= Brief =
The data must be returned in full, with no character altered.
-- Given data follows --
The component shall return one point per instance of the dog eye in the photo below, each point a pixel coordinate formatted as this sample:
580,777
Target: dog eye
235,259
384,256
-- Given data concluded --
= Task solution =
The component shall return one point per instance of the dog eye in the photo below, each point a pixel coordinate formatted as this sample:
580,777
Target: dog eye
235,259
384,256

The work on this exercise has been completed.